--- Begin Document text ---

I have many memories, fond memories, so many, too many to share them all. Fond memories of a market research organization that fought for my rights, my career, my purpose, my industry. An industry organization that fought for what I love to do day in and day out. But that organization is gone now. Memories are all I can share.

A eulogy that I hope to never give because it is irrelevant…

I have many memories, fond memories, so many, too many to share them all. Fond memories of a market research organization that fought for my rights, my career, my purpose, my industry. An industry organization that fought for what I love to do day in and day out. But that organization is gone now. Memories are all I can share.

I remember when together we took a stand and fought to be excluded from Do No Call lists. We won.
I remember when together we took a stand and fought to provide incentives for physician research. We won.
I remember when together we took a stand to bring online surveys into the fold of good and honest research. We won.
I remember when together we loved research conferences and seminars and webinars and papers.

But sadly, I remember the day my beloved organization took a stand and I, torn, could not stand with them. The stand was too severe, too strict. And it was deadly. It turned on us, sold our souls, led us down a sorry path.

I remember the day when the focus on one methodology became so strong that the focus for all other methods was forgotten. The day that observational research and participant-observational techniques were removed from research textbooks. The day we forgot that psychologists, sociologists, anthropologists, all of whom have stricter ethical guidelines than market researchers, use these techniques, thrive on these techniques, and learn so many important things about the human condition with these techniques.

That was the day that the organization I had felt a kinship with ceased to be relevant, to be admired, to be sought after as a thought leader. I remember when the organization decreed that passive listening, observational research, was not a legitimate form of research.

I’m sad. But I wipe away the tears. I moved on. I found someone else to admire. I don’t need them now.

--- End Document text ---
--- Begin Dataset records ---

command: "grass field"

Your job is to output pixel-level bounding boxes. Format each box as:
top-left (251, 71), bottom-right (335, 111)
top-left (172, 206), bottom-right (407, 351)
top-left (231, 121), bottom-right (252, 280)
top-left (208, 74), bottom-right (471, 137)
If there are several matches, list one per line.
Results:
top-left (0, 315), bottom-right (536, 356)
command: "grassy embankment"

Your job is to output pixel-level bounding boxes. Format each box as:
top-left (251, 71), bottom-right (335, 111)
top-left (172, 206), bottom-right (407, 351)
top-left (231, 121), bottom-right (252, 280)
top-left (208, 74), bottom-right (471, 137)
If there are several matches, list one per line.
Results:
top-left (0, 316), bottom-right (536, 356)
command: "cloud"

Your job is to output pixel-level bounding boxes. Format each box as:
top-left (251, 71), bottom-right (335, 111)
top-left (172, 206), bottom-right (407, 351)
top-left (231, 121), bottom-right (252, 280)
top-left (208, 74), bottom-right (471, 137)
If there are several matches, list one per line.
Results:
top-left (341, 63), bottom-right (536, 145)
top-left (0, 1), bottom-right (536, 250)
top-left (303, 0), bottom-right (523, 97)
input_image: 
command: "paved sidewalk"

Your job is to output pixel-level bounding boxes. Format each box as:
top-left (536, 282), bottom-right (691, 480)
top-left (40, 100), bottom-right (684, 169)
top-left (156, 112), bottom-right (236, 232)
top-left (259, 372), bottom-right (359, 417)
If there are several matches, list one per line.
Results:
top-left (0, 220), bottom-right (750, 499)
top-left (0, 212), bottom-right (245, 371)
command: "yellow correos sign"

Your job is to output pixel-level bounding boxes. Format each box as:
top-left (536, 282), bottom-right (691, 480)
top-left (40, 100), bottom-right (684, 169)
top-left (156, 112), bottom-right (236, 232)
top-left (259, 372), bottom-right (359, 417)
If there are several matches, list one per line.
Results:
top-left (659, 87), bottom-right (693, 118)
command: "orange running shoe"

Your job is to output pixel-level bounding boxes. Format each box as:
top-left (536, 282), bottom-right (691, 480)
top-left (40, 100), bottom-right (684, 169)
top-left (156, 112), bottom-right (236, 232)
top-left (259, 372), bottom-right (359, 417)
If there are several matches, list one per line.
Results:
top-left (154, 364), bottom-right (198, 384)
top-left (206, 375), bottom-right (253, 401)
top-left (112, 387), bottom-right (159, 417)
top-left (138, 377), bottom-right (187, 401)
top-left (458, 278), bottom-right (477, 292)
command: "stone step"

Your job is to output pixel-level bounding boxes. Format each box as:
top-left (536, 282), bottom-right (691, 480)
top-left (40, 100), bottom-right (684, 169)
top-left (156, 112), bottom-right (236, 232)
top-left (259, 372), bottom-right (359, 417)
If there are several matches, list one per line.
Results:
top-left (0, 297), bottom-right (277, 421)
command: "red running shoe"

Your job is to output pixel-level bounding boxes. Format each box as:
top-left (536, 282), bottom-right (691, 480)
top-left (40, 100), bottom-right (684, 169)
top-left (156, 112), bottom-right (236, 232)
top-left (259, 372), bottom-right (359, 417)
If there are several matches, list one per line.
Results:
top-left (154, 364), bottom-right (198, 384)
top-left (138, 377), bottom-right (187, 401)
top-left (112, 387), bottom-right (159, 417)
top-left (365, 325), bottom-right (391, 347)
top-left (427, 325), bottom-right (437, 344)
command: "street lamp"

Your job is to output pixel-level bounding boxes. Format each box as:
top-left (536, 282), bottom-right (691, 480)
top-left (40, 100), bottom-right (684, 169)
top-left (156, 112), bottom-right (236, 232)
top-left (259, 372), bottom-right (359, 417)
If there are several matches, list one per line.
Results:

--- End Dataset records ---

__Set of tasks__.
#1 In the eulogy for the market research organization, swap "thought leader" for "trusted guide" and write out the passage from "That was the" to "need them now.".
#2 In the eulogy for the market research organization, what did the organization decree about passive listening, observational research?

__Worked solutions__.
#1
That was the day that the organization I had felt a kinship with ceased to be relevant, to be admired, to be sought after as a trusted guide. I remember when the organization decreed that passive listening, observational research, was not a legitimate form of research.

I’m sad. But I wipe away the tears. I moved on. I found someone else to admire. I don’t need them now.

#2 It decreed that passive listening, observational research, was not a legitimate form of research.